### Problems to work on
a – Print the passage of the van heater article between "Heating technicians will" and "becomes a liability.", inclusive.
b – According to the van heater article below, why is a heater's byproduct a more consequential question than its BTU output or wattage? Answer in one to three sentences.

### Quoted text
Heating technicians will tell you ventilation before BTU output every single time, and there is a reason for that. A heater that is perfectly sized for your van can still kill you if the exhaust has nowhere to go. That is the variable most buyers skip when shopping for a portable heater for camper van living, and it is the one that splits a comfortable night from a dangerous one.
The decision turns on three factors that interact in ways product listings rarely explain: fuel type, your van's sealed volume, and whether you will be running the heater while you sleep. Get all three right and almost any mid-range unit will serve you. Get one wrong and the most expensive heater on the market becomes a liability.
Here is the tension worth sitting with before you buy: the heaters that are cheapest and easiest to source, the portable propane units, are also the ones that produce combustion byproducts inside a sealed space. That trade-off does not disqualify them, but it defines what you have to do around them. This article focuses on van dwellers and weekend campers using a standard cargo van or conversion van in the US; it is not written for Class B or Class C RVs with dedicated HVAC systems, which have different rules entirely.
Why Fuel Type Is the Real Decision, Not Wattage
Buyers usually start with BTU output or wattage. That framing misses something. The more consequential question is what the heater produces as a byproduct, because inside a van you are sitting inches from that output for hours.

### Records
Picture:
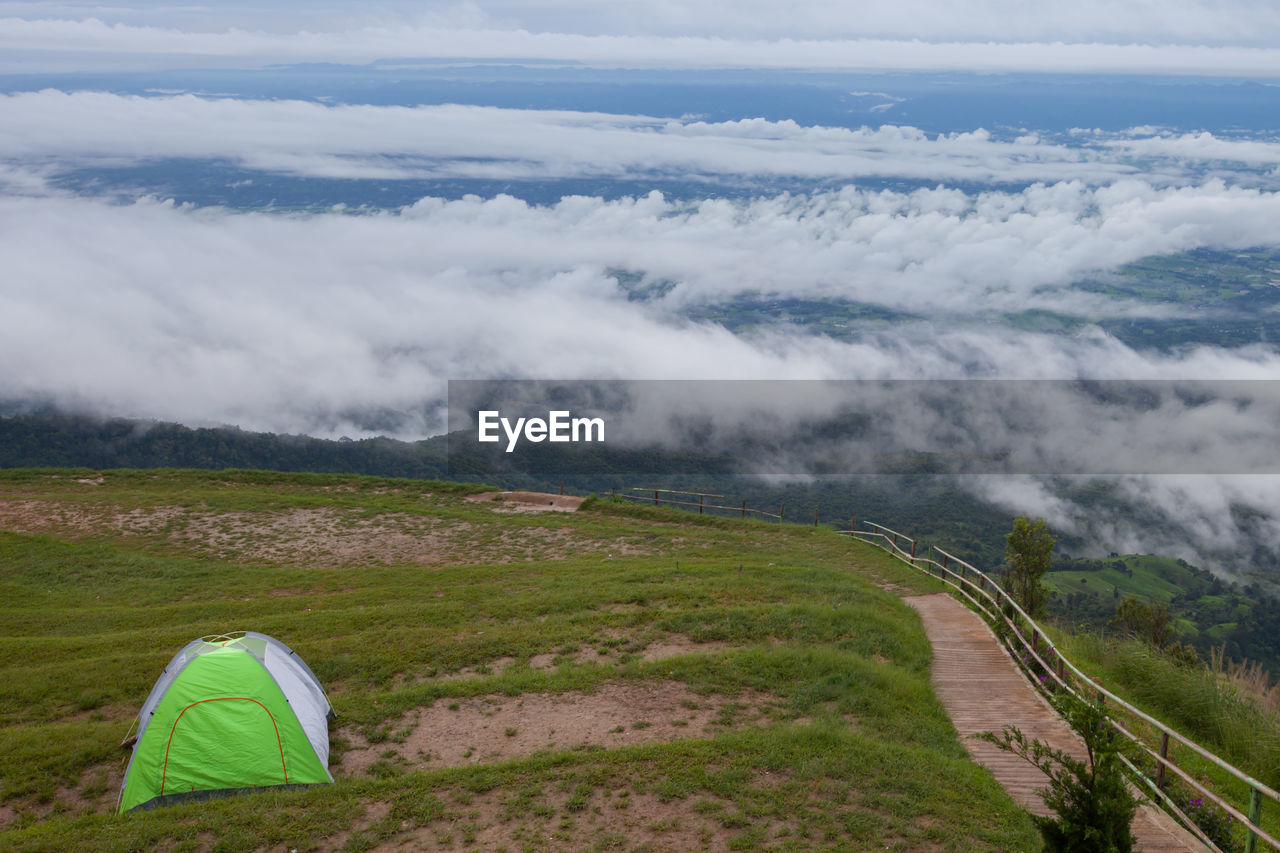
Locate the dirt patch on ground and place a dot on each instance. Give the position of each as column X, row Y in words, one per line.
column 320, row 537
column 498, row 728
column 604, row 652
column 563, row 819
column 529, row 501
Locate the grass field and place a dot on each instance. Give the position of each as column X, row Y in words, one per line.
column 618, row 678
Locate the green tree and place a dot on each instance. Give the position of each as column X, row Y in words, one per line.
column 1093, row 806
column 1028, row 555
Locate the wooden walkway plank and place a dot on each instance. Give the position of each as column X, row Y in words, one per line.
column 983, row 690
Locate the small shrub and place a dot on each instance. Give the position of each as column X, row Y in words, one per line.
column 1091, row 799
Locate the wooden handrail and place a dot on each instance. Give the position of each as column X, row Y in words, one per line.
column 992, row 605
column 995, row 611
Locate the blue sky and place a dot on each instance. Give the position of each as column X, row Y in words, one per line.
column 1168, row 36
column 127, row 302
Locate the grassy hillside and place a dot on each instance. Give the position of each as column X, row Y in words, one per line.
column 1208, row 612
column 618, row 678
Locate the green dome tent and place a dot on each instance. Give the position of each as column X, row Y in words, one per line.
column 228, row 714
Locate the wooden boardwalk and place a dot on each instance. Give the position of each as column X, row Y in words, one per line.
column 983, row 689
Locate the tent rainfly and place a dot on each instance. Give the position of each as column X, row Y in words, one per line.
column 229, row 714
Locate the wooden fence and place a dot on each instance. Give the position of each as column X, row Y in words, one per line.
column 1046, row 666
column 1050, row 671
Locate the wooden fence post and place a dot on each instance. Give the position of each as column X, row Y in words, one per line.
column 1160, row 765
column 1251, row 844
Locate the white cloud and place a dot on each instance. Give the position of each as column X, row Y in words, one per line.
column 284, row 322
column 400, row 142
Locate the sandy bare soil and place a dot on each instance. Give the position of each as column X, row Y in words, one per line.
column 497, row 728
column 323, row 537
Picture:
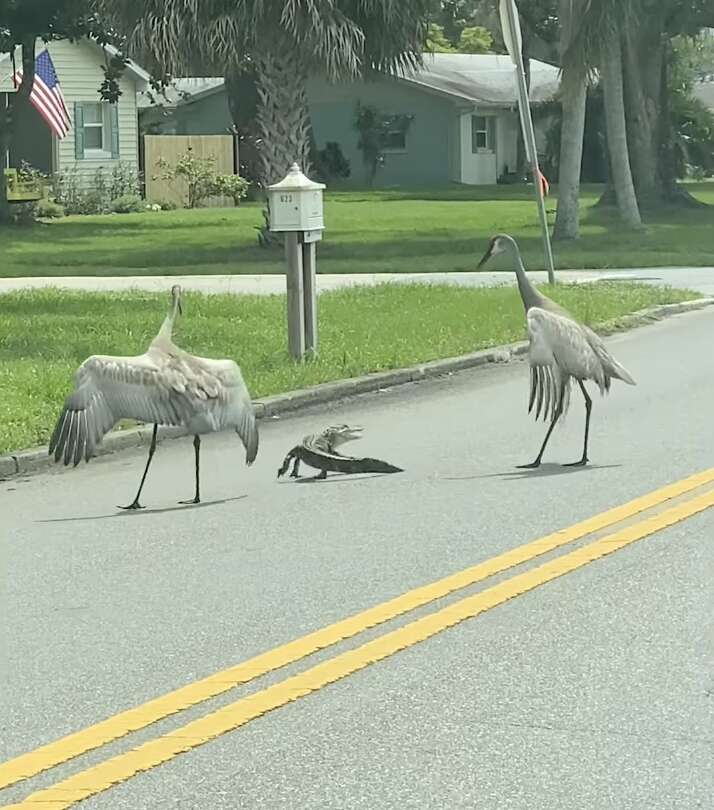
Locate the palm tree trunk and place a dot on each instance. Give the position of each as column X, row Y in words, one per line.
column 572, row 134
column 8, row 116
column 617, row 133
column 572, row 131
column 283, row 117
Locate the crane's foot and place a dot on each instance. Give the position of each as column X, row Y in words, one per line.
column 532, row 466
column 583, row 461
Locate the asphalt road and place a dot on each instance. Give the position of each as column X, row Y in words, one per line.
column 692, row 278
column 593, row 691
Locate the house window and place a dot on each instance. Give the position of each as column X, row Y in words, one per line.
column 394, row 132
column 95, row 128
column 96, row 131
column 482, row 133
column 395, row 140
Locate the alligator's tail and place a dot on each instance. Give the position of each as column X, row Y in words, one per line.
column 344, row 464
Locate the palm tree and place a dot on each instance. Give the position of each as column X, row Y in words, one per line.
column 598, row 44
column 574, row 91
column 284, row 41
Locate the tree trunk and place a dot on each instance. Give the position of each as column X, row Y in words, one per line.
column 650, row 126
column 283, row 117
column 572, row 134
column 617, row 133
column 8, row 117
column 642, row 72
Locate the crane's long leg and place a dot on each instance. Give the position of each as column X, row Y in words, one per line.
column 588, row 407
column 556, row 416
column 197, row 447
column 152, row 448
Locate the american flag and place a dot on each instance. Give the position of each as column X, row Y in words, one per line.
column 47, row 96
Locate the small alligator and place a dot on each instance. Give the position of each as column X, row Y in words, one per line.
column 319, row 450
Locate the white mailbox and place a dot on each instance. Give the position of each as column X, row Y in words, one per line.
column 296, row 203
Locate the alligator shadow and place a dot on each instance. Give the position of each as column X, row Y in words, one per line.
column 128, row 513
column 339, row 478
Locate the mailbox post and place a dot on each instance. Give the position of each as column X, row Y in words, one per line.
column 296, row 210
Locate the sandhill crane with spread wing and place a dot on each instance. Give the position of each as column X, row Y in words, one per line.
column 561, row 349
column 166, row 386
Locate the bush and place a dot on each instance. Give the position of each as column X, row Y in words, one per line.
column 330, row 163
column 201, row 179
column 48, row 209
column 230, row 185
column 127, row 204
column 78, row 195
column 23, row 213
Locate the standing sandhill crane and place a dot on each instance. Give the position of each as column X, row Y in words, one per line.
column 166, row 386
column 561, row 349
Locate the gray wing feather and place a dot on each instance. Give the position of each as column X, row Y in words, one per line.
column 231, row 405
column 108, row 389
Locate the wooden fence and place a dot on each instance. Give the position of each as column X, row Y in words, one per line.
column 170, row 148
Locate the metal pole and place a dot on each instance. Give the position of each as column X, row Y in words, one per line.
column 530, row 144
column 309, row 296
column 296, row 310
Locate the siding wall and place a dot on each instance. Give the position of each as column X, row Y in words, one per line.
column 78, row 67
column 427, row 160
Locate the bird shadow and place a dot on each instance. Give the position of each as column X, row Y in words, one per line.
column 128, row 512
column 544, row 471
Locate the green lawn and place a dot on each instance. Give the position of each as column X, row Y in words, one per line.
column 380, row 231
column 45, row 335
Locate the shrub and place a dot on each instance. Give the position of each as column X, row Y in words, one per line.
column 127, row 204
column 79, row 195
column 49, row 209
column 198, row 174
column 201, row 179
column 23, row 213
column 330, row 163
column 231, row 185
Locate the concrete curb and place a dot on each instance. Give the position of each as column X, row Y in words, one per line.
column 37, row 459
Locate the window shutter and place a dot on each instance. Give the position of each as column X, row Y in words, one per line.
column 114, row 129
column 78, row 131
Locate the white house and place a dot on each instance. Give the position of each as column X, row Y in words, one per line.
column 101, row 134
column 463, row 111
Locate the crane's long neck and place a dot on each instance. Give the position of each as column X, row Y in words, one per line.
column 529, row 295
column 167, row 327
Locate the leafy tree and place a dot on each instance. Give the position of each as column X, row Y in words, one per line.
column 475, row 39
column 436, row 40
column 283, row 41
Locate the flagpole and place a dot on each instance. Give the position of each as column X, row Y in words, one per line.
column 512, row 37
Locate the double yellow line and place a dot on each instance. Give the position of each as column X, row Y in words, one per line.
column 121, row 767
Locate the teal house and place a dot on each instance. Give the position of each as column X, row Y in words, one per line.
column 462, row 112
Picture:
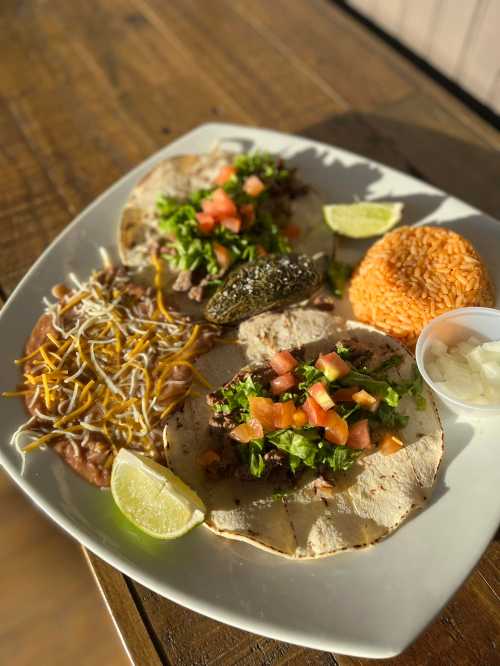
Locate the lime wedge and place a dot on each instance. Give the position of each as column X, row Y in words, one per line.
column 153, row 498
column 363, row 219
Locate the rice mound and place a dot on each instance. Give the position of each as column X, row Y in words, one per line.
column 414, row 274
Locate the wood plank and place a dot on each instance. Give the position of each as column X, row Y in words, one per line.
column 123, row 609
column 409, row 136
column 189, row 638
column 465, row 633
column 480, row 61
column 364, row 88
column 273, row 101
column 51, row 612
column 460, row 634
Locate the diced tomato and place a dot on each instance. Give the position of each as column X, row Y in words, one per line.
column 366, row 400
column 225, row 174
column 219, row 204
column 283, row 414
column 359, row 435
column 390, row 444
column 208, row 457
column 222, row 254
column 283, row 383
column 315, row 414
column 283, row 362
column 336, row 428
column 345, row 394
column 299, row 418
column 253, row 186
column 246, row 432
column 291, row 231
column 206, row 222
column 332, row 366
column 262, row 410
column 248, row 213
column 321, row 395
column 232, row 223
column 225, row 205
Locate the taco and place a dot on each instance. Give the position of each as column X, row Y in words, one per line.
column 279, row 466
column 205, row 214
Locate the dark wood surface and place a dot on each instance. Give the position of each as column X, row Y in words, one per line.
column 89, row 89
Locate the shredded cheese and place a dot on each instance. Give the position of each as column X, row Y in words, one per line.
column 98, row 377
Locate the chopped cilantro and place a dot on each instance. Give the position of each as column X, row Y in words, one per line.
column 236, row 397
column 190, row 249
column 256, row 460
column 305, row 446
column 309, row 375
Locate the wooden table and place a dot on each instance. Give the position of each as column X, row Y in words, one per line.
column 89, row 89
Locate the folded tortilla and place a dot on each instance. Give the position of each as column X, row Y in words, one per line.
column 371, row 500
column 178, row 177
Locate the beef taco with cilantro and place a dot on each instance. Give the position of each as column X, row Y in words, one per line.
column 202, row 215
column 325, row 441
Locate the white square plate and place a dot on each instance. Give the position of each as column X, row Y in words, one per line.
column 371, row 603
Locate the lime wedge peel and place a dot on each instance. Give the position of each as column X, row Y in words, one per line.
column 364, row 219
column 153, row 498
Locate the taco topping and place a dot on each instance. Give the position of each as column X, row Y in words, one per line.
column 242, row 217
column 322, row 415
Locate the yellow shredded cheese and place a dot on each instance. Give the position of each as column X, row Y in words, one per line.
column 72, row 302
column 99, row 375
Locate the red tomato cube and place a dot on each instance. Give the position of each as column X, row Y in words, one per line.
column 283, row 362
column 246, row 432
column 232, row 223
column 336, row 428
column 283, row 414
column 315, row 414
column 283, row 383
column 332, row 366
column 253, row 186
column 321, row 395
column 359, row 435
column 225, row 205
column 262, row 410
column 366, row 400
column 299, row 418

### Responses for each task
a –
Heating technicians will tell you ventilation before BTU output every single time, and there is a reason for that. A heater that is perfectly sized for your van can still kill you if the exhaust has nowhere to go. That is the variable most buyers skip when shopping for a portable heater for camper van living, and it is the one that splits a comfortable night from a dangerous one.
The decision turns on three factors that interact in ways product listings rarely explain: fuel type, your van's sealed volume, and whether you will be running the heater while you sleep. Get all three right and almost any mid-range unit will serve you. Get one wrong and the most expensive heater on the market becomes a liability.

b – Inside a van, you sit inches from whatever the heater produces, and you do so for hours. That makes the byproduct matter more than the heat output.